→ Given data:
[Begin]

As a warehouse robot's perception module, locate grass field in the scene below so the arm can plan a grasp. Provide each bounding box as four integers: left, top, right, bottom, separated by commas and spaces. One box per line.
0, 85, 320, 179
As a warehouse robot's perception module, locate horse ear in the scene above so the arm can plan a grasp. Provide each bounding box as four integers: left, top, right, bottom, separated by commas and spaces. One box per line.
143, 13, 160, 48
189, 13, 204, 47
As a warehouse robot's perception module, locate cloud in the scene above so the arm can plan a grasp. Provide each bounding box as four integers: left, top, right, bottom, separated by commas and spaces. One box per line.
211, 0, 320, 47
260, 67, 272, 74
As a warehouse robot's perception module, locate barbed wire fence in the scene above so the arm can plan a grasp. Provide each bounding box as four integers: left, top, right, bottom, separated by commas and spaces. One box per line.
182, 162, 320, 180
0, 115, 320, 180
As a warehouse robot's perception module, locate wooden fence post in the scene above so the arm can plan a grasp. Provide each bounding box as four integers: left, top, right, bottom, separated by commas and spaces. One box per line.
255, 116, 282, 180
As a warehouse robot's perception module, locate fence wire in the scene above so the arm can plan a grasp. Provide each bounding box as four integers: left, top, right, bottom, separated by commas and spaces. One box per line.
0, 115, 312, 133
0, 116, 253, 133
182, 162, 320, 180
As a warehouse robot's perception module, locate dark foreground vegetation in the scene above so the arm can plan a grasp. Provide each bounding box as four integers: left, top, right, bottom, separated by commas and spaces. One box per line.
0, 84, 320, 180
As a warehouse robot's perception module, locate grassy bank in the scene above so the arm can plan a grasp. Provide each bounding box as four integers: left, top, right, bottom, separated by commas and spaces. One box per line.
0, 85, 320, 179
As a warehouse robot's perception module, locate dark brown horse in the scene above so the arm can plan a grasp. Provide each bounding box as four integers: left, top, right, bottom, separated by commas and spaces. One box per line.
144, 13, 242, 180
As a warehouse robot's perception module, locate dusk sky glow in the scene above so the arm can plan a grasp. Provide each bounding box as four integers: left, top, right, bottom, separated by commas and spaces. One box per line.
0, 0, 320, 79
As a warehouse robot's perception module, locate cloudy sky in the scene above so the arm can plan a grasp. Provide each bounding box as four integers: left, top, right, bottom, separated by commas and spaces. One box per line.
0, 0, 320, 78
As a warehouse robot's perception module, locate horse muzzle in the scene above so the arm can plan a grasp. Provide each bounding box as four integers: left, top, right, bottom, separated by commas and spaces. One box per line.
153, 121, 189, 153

[End]
[Begin]

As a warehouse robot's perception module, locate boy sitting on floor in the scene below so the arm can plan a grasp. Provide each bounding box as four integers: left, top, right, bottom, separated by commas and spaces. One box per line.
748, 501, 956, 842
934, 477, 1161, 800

[End]

→ Exercise:
Arrange everything from the line containing "As a warehouse robot's perception module, locate dark brown" down to the line containing "0, 0, 320, 78" in the entries above as a Markdown table with the columns Row and Line, one row per line and blank lines left out. Include both end lines and nothing else.

→ Written answer:
| Row | Line |
|---|---|
| 1 | As a warehouse robot's perception module, locate dark brown horse in the scene above so the arm can plan a grasp. Provide each bounding box as four integers: left, top, right, bottom, separated by commas and spaces. One box per line. |
| 2 | 144, 13, 242, 180 |
| 3 | As a warehouse robot's perception module, locate dusk sky glow in the scene above so the arm can plan a grasp. Provide each bounding box as four integers: left, top, right, bottom, separated by commas and spaces. One box per line. |
| 4 | 0, 0, 320, 79 |
| 5 | As a warehouse robot's perception module, locate cloudy sky in the scene above so the arm can plan a grasp. Provide each bounding box as four integers: left, top, right, bottom, separated by commas and spaces. One box per line. |
| 6 | 0, 0, 320, 78 |